= Beginning of Section =

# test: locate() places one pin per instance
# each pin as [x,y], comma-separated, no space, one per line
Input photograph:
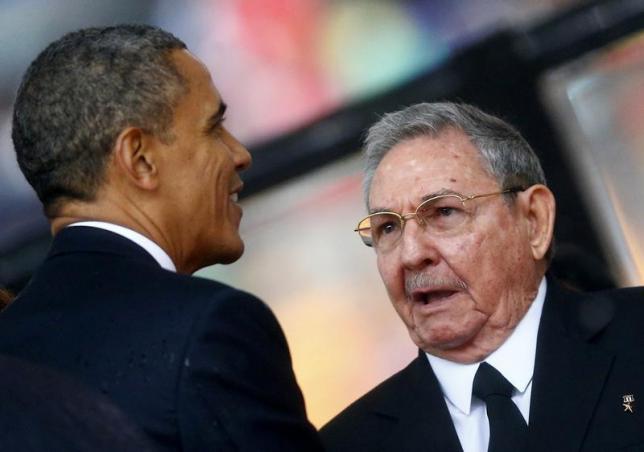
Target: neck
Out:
[126,214]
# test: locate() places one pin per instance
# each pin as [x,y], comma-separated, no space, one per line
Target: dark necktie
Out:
[508,429]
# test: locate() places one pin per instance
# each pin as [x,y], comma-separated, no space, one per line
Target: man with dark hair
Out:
[120,131]
[461,221]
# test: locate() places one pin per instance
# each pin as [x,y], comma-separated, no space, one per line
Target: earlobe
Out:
[538,204]
[135,158]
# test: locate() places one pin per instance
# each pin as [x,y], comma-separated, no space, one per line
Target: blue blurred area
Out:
[280,64]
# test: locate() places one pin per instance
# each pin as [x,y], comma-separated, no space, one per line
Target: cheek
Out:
[392,276]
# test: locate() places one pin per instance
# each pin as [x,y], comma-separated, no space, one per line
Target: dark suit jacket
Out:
[43,410]
[590,354]
[200,366]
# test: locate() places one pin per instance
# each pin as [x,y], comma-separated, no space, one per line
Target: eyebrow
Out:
[217,118]
[441,192]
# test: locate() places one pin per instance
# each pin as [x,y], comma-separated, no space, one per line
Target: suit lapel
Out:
[84,239]
[569,373]
[423,420]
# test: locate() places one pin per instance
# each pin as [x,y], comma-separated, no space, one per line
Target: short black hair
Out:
[79,94]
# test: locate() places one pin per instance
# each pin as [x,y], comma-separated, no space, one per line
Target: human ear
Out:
[135,158]
[537,204]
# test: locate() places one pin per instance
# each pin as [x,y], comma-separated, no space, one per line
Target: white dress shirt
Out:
[148,245]
[514,359]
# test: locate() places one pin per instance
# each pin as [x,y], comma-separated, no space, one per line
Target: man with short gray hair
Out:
[461,222]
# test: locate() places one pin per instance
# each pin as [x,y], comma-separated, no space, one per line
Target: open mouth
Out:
[432,296]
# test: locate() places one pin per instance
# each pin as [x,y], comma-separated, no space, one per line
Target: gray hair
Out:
[506,155]
[79,94]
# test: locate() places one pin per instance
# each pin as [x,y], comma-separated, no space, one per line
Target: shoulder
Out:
[359,426]
[611,319]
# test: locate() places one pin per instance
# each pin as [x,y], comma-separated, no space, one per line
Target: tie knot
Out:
[488,381]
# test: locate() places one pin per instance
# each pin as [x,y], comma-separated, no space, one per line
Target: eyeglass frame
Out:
[408,216]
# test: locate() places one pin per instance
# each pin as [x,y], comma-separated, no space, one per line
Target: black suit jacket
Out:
[198,365]
[590,354]
[42,410]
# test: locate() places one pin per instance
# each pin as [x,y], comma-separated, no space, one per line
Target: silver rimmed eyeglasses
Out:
[440,215]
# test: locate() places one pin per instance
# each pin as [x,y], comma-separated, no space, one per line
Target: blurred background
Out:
[305,78]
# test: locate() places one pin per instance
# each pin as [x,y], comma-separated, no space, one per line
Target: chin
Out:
[231,252]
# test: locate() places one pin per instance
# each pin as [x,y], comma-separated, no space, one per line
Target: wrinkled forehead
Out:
[420,166]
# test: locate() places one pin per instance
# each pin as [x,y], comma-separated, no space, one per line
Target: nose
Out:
[241,156]
[417,247]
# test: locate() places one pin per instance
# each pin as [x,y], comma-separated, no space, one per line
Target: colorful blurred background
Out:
[303,80]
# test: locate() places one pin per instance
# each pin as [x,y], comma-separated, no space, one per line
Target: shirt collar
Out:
[148,245]
[514,359]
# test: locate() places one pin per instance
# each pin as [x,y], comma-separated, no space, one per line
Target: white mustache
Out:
[415,281]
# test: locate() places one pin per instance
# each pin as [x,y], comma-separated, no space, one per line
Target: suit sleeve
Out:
[237,390]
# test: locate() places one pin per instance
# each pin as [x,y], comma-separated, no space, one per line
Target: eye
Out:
[445,211]
[387,228]
[383,225]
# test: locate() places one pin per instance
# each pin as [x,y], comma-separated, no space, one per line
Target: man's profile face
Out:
[200,179]
[465,287]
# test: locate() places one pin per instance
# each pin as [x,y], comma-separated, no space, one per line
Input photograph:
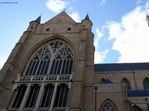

= End of Section =

**EXERCISE INSTRUCTIONS**.
The count of lines in the records above holding the word "short" should be reported as a number, with nothing added.

**RESULT OF THE EXERCISE**.
2